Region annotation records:
--- BEGIN ---
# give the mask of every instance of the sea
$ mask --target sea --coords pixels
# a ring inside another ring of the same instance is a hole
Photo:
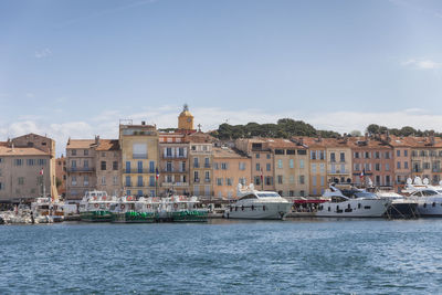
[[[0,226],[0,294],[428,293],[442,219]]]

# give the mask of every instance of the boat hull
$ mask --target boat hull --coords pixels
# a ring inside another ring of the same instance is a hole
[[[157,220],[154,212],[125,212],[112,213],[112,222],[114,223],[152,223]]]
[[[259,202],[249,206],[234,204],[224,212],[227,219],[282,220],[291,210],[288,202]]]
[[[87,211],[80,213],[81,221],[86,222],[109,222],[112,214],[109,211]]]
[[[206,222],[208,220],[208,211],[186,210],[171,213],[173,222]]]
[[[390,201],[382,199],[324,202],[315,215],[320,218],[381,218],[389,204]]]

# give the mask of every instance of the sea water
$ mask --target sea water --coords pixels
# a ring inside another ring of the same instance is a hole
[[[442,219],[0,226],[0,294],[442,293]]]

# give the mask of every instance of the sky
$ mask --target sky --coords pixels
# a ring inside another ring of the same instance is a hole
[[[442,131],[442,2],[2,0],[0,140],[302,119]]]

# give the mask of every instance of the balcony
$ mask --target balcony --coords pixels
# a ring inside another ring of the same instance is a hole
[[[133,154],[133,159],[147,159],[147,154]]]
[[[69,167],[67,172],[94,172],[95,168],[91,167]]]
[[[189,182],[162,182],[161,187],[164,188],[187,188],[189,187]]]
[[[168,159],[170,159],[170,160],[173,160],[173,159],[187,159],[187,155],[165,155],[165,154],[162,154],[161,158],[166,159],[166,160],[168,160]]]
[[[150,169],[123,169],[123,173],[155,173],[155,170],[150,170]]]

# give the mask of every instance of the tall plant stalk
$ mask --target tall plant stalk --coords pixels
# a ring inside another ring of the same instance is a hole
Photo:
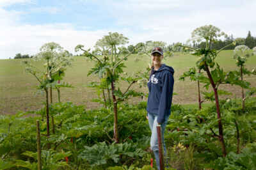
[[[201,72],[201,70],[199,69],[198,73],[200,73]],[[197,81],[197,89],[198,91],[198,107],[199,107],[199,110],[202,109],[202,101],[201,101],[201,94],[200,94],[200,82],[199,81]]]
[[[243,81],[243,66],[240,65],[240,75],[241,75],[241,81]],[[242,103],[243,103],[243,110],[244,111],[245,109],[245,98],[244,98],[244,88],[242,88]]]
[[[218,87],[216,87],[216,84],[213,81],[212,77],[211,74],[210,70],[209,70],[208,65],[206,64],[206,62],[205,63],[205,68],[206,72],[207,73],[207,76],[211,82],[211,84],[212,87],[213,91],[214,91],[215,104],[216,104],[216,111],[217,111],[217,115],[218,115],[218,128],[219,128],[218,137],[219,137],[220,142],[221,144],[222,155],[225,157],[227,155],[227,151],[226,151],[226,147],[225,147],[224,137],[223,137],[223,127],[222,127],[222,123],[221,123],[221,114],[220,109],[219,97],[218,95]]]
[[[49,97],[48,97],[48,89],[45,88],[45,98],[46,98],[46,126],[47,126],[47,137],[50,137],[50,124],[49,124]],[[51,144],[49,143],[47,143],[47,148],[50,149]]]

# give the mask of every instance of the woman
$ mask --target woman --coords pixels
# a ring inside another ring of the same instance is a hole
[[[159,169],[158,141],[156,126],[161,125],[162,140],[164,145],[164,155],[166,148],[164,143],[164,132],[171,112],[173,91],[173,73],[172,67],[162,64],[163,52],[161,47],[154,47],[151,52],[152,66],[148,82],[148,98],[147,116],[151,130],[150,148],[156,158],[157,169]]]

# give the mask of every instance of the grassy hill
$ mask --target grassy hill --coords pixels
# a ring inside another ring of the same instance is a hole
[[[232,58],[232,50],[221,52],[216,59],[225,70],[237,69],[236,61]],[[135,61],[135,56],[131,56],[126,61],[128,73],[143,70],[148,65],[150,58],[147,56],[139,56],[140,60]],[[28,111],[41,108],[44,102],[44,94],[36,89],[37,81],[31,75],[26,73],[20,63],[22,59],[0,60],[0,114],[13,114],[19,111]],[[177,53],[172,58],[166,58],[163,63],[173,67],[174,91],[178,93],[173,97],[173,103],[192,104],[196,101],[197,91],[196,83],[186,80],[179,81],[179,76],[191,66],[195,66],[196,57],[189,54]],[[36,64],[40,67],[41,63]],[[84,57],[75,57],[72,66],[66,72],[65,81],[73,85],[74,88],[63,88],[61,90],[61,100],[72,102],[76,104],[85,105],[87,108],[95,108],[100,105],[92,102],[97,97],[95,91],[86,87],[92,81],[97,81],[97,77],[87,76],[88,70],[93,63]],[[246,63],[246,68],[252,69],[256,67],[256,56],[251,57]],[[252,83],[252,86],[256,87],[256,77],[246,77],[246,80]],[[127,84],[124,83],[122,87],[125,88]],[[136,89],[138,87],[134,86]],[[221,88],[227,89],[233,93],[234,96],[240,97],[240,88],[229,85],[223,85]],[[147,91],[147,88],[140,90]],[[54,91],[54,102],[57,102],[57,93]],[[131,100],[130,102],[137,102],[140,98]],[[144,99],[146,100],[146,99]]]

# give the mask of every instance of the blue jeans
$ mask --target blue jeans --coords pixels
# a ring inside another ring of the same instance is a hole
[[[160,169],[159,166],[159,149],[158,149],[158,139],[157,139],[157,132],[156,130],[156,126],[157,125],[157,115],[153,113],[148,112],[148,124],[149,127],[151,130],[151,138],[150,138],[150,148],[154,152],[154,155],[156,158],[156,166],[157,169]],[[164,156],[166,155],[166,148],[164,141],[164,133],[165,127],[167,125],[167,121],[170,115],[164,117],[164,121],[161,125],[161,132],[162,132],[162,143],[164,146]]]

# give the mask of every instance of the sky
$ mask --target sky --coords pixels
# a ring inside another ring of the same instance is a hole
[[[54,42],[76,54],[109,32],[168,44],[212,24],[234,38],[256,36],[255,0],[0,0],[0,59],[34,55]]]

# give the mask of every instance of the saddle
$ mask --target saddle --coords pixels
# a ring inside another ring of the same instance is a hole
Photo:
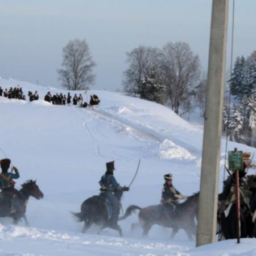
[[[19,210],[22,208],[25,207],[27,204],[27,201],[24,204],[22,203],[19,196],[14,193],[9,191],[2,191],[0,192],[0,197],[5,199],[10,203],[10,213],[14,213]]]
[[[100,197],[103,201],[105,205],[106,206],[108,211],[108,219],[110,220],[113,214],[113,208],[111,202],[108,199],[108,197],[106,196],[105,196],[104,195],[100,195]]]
--- END ---
--- BEGIN ---
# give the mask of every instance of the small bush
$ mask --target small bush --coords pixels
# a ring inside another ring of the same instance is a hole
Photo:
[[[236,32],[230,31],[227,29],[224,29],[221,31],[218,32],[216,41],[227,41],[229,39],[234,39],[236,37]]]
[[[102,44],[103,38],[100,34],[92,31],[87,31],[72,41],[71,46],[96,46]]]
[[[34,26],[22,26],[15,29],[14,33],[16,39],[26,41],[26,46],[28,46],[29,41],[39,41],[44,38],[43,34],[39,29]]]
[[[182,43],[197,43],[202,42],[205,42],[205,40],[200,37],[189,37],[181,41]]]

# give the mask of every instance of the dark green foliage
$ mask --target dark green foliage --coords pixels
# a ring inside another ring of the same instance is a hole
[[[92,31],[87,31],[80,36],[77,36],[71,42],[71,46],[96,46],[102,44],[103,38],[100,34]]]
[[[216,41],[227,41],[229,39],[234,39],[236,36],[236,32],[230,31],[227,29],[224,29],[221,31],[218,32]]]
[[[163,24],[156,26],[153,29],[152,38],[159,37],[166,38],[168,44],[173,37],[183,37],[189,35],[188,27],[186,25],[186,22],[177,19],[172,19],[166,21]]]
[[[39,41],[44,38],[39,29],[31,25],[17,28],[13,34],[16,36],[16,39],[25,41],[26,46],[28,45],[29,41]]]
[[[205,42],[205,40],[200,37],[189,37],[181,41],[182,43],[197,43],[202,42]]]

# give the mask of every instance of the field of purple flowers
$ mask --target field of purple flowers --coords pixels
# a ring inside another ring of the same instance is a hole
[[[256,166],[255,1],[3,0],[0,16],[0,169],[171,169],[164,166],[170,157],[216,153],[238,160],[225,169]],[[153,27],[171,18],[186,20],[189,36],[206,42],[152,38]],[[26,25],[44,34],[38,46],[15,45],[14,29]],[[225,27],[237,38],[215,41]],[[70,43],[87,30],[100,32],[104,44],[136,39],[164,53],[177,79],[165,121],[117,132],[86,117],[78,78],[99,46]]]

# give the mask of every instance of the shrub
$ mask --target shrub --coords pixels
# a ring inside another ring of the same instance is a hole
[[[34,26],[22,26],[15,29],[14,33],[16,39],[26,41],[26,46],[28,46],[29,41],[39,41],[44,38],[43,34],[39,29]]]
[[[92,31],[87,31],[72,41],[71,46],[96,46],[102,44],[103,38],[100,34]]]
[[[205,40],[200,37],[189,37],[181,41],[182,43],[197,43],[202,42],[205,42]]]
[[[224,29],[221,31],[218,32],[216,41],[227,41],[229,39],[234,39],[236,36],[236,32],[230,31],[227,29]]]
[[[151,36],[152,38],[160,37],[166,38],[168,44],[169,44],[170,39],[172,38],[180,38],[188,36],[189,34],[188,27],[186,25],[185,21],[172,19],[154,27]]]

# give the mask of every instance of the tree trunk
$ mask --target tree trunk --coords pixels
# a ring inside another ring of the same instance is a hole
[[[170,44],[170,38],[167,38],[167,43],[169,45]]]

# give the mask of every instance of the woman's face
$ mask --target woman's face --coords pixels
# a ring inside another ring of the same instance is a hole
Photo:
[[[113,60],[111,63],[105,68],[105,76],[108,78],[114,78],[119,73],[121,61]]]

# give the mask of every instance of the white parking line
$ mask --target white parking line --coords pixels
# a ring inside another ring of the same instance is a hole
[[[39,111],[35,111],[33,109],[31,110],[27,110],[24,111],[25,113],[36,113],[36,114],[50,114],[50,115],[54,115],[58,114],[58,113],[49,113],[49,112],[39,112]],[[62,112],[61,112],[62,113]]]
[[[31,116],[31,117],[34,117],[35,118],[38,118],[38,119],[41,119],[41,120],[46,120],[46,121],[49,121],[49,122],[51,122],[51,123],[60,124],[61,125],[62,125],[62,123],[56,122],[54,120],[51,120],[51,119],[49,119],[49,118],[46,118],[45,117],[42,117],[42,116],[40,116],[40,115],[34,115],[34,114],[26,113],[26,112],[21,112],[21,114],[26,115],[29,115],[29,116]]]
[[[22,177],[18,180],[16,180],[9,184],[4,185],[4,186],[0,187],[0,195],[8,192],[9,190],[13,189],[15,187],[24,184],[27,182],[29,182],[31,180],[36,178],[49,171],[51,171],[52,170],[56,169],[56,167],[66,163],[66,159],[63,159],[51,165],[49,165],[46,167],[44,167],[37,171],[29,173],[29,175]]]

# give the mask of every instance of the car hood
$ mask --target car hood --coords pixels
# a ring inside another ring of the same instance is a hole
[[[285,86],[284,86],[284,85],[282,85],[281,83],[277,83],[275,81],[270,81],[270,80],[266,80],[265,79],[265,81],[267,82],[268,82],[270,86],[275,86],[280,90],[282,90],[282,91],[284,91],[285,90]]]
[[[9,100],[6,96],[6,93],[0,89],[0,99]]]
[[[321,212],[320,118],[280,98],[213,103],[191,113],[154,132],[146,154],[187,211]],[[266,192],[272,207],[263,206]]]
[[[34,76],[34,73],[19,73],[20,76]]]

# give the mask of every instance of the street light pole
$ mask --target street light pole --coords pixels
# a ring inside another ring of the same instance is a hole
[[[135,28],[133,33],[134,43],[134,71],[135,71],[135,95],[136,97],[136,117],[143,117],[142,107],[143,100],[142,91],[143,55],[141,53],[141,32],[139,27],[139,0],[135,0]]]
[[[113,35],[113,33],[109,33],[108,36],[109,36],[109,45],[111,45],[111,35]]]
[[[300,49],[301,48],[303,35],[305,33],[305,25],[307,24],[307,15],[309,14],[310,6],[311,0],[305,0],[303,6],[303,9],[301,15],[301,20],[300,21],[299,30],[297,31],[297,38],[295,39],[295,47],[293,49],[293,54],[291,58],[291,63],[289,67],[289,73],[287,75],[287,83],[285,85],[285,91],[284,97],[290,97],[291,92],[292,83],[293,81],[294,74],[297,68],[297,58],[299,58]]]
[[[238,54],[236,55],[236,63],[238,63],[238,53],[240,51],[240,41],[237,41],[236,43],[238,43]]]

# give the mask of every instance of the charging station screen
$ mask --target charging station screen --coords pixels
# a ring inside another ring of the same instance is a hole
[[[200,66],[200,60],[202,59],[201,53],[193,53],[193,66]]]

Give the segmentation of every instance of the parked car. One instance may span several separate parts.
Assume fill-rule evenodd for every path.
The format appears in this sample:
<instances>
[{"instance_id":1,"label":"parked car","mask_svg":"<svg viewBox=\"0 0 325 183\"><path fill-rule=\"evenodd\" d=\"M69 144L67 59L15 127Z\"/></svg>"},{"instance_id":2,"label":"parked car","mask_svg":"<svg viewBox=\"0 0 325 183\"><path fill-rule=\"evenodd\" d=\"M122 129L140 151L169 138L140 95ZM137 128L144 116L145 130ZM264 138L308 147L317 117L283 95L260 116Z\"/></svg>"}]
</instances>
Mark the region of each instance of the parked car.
--- END ---
--- BEGIN ---
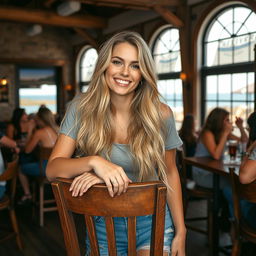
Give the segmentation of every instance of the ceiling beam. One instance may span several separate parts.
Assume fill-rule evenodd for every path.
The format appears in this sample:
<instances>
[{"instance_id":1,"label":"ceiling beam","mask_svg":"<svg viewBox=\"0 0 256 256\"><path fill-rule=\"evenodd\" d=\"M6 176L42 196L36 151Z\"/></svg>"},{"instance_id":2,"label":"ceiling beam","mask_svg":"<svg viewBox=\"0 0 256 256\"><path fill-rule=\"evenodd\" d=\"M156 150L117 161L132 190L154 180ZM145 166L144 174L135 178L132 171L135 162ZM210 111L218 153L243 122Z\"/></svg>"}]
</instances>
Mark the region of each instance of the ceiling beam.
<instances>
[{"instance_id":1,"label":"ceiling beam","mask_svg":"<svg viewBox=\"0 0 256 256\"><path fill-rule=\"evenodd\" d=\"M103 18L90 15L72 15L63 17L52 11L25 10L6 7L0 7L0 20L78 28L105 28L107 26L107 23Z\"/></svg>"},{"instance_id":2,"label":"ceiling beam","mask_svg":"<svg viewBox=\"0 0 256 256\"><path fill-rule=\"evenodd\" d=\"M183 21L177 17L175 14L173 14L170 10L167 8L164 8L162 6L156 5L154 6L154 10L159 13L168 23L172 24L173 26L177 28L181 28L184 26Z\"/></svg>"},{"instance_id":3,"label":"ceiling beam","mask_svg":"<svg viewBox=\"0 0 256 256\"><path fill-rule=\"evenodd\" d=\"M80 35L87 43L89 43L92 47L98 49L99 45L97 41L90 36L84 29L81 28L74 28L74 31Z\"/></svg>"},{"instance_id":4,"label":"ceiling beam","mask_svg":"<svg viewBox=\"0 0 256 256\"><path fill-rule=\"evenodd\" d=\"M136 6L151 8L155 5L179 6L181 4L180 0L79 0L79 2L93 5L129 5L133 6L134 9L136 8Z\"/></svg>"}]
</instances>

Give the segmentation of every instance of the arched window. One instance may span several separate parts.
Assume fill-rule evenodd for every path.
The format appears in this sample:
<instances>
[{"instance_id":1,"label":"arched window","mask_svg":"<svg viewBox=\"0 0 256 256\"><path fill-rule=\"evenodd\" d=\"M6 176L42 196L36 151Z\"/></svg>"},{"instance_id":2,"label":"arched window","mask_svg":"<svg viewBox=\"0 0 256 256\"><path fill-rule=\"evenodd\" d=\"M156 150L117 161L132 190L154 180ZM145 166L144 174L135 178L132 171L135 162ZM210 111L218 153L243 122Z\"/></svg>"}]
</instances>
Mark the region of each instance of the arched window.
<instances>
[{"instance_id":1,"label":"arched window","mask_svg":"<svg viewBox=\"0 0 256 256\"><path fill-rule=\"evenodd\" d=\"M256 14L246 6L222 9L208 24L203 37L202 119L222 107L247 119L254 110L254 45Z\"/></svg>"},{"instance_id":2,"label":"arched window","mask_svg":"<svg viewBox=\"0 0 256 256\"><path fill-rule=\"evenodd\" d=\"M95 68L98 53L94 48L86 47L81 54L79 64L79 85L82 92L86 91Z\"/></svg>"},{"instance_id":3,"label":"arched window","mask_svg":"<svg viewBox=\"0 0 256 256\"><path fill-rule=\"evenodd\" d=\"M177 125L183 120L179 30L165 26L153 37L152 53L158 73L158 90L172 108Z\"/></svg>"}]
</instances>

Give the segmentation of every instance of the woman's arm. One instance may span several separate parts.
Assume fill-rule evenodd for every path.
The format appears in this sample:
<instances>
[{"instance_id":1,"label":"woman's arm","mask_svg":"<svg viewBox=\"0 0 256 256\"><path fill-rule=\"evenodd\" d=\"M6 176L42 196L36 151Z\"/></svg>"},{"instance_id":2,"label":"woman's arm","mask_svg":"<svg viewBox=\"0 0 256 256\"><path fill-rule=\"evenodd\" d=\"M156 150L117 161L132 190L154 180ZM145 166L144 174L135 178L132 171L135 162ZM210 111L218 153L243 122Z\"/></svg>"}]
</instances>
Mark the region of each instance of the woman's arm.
--- END ---
Task brief: Rewrite the lines from the line with "Give the segmentation of every instance of the parked" up to and including the line with "Mark the region of each instance of the parked", replacing every occurrence of "parked car" with "parked vehicle" and leaving everything else unchanged.

Response:
Give the segmentation of every instance of the parked vehicle. One instance may span several separate parts.
Assume fill-rule evenodd for every path.
The format appears in this sample:
<instances>
[{"instance_id":1,"label":"parked vehicle","mask_svg":"<svg viewBox=\"0 0 325 183\"><path fill-rule=\"evenodd\" d=\"M69 144L67 59L15 127Z\"/></svg>"},{"instance_id":2,"label":"parked vehicle","mask_svg":"<svg viewBox=\"0 0 325 183\"><path fill-rule=\"evenodd\" d=\"M122 129L140 151L169 138L140 95ZM137 128L144 116L145 130ZM264 138L308 147L317 117L283 95L260 116Z\"/></svg>"}]
</instances>
Mark the region of each instance of the parked vehicle.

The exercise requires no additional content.